Written request A:
In the listing below, swap "selfie stick" for "selfie pole" in the part that runs from the line containing "Spot the white" through the end of the listing, leaving everything else unchanged.
═════ Excerpted passage ═════
Noise to Signal

Login disabled.

Is this the ear you can't hear on?

It's a Wonderful Life is a great film that contributed more than a little to the "tradition" of holiday films to follow. Odd, then, the extremely bizarre (and never duplicated, I hope) decision made with my copy of the DVD.

Do read on.

I did a good job this year of not buying for myself while doing my xmas shopping, but at my local record store they happened to have a special: It's a Wonderful Life on DVD for $5 with any purchase. And I was purchasing something anyway, so I thought, what the hell.

I made sure it wasn't the colorized version. I made sure it had its complete 2-hour-plus running time. It looked like a good deal. Light on special features but I really don't care...$5 for It's a Wonderful Life is $5 well spent.

So last night was Christmas night and I still hadn't gotten around to watching it so I settled in about 10 o'clock and popped my DVD into the player.

And wouldn't you know it, it's the hard-of-hearing edition.

Right? We all know better than to accidentally pick up the hard-of-hearing editions of DVDs, don't we? It's something we all look for before we head to the register...

Has anyone out there even heard of the hard-of-hearing edition of anything on DVD?

See, the box says nothing (that I can locate) about it being a hard-of-hearing edition. But the subtitles are permanently on. There is no option to turn them off. There is an option to "change" the language (I'll explain those quotation marks shortly) in the subtitles, but you can't get rid of them.

Why not?

Well, on most DVDs (I'd have previously thought all) the subtitles run on a concurrent video track (right? correct me if I'm wrong...) so that they are really just overlaid onto the actual video of the film. Sort of like a transparency. They're separate, but simultaneous.

With this DVD though the subtitles are part of the main video track...meaning you see them advance when you fast-forward, which usually doesn't happen if they're on a separate track. They actually imprinted the English subtitles on the film itself.

Now what good does this do anybody at all? To have subtitles is fine, but to force them is absurd. That would almost be like forcing the commentary track to run--it's distracting, and not something most people would enjoy.
═════
Written request B:
Copy out the entire post above about the It's a Wonderful Life DVD, word for word.
═════ Listed entries ═════
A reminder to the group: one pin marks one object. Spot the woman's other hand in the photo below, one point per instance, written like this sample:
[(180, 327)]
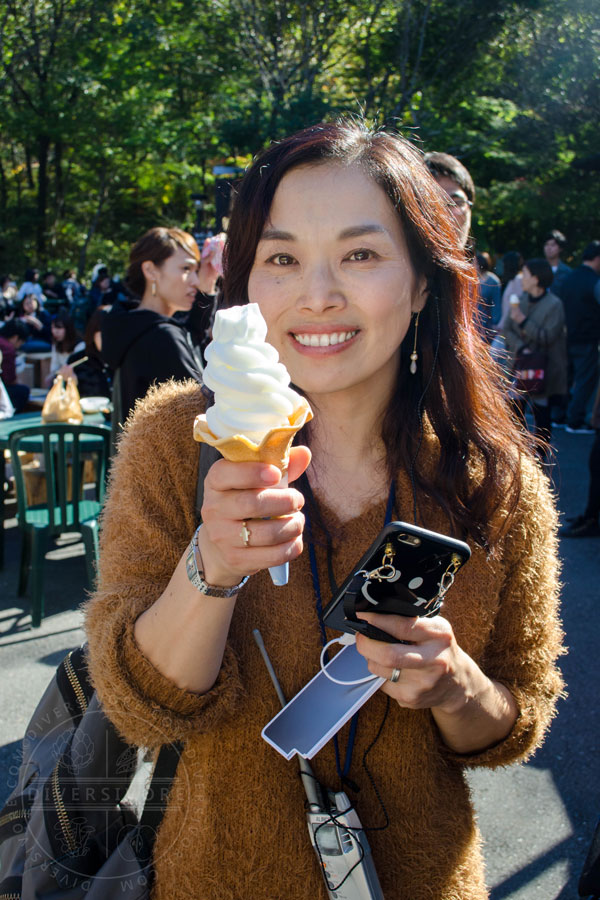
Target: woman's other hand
[(471, 711), (32, 320), (236, 492)]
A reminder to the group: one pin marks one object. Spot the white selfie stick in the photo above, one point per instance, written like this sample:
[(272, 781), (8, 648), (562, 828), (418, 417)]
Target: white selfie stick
[(280, 574)]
═════
Written solution A:
A reminder to the group: one pin marks one object. Spot the white selfie pole in the photo above, one point per instance, written like this sample:
[(272, 781), (8, 648), (562, 828), (418, 417)]
Target: white selfie pole
[(280, 574)]

Written solution B:
Noise to Signal

Login disabled.

Is this the ear you can't hear on?

It's a Wonderful Life is a great film that contributed more than a little to the "tradition" of holiday films to follow. Odd, then, the extremely bizarre (and never duplicated, I hope) decision made with my copy of the DVD.

Do read on.

I did a good job this year of not buying for myself while doing my xmas shopping, but at my local record store they happened to have a special: It's a Wonderful Life on DVD for $5 with any purchase. And I was purchasing something anyway, so I thought, what the hell.

I made sure it wasn't the colorized version. I made sure it had its complete 2-hour-plus running time. It looked like a good deal. Light on special features but I really don't care...$5 for It's a Wonderful Life is $5 well spent.

So last night was Christmas night and I still hadn't gotten around to watching it so I settled in about 10 o'clock and popped my DVD into the player.

And wouldn't you know it, it's the hard-of-hearing edition.

Right? We all know better than to accidentally pick up the hard-of-hearing editions of DVDs, don't we? It's something we all look for before we head to the register...

Has anyone out there even heard of the hard-of-hearing edition of anything on DVD?

See, the box says nothing (that I can locate) about it being a hard-of-hearing edition. But the subtitles are permanently on. There is no option to turn them off. There is an option to "change" the language (I'll explain those quotation marks shortly) in the subtitles, but you can't get rid of them.

Why not?

Well, on most DVDs (I'd have previously thought all) the subtitles run on a concurrent video track (right? correct me if I'm wrong...) so that they are really just overlaid onto the actual video of the film. Sort of like a transparency. They're separate, but simultaneous.

With this DVD though the subtitles are part of the main video track...meaning you see them advance when you fast-forward, which usually doesn't happen if they're on a separate track. They actually imprinted the English subtitles on the film itself.

Now what good does this do anybody at all? To have subtitles is fine, but to force them is absurd. That would almost be like forcing the commentary track to run--it's distracting, and not something most people would enjoy.